Gather every line in the entries below that contains the string "coordinates", matching case exactly.

++++

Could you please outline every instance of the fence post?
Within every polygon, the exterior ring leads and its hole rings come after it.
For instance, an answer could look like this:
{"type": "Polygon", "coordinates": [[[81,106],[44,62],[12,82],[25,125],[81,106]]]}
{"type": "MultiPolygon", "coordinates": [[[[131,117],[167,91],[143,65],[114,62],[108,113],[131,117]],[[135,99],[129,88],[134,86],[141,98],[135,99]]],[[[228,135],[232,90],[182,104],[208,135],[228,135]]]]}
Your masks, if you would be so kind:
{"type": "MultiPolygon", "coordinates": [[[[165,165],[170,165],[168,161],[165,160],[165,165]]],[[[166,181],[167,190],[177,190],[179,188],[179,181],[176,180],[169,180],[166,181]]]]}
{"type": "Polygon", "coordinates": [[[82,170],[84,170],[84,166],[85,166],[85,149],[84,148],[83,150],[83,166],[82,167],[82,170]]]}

++++

Answer in full:
{"type": "Polygon", "coordinates": [[[81,106],[44,62],[12,82],[25,125],[81,106]]]}
{"type": "MultiPolygon", "coordinates": [[[[131,117],[167,91],[143,65],[114,62],[108,113],[131,117]],[[135,99],[129,88],[134,86],[141,98],[135,99]]],[[[228,135],[232,90],[182,104],[208,135],[228,135]]]]}
{"type": "MultiPolygon", "coordinates": [[[[165,165],[170,165],[168,161],[165,160],[165,165]]],[[[166,181],[167,190],[177,190],[179,188],[179,181],[176,180],[169,180],[166,181]]]]}
{"type": "Polygon", "coordinates": [[[82,170],[84,170],[84,166],[85,166],[85,149],[84,148],[83,150],[83,166],[82,167],[82,170]]]}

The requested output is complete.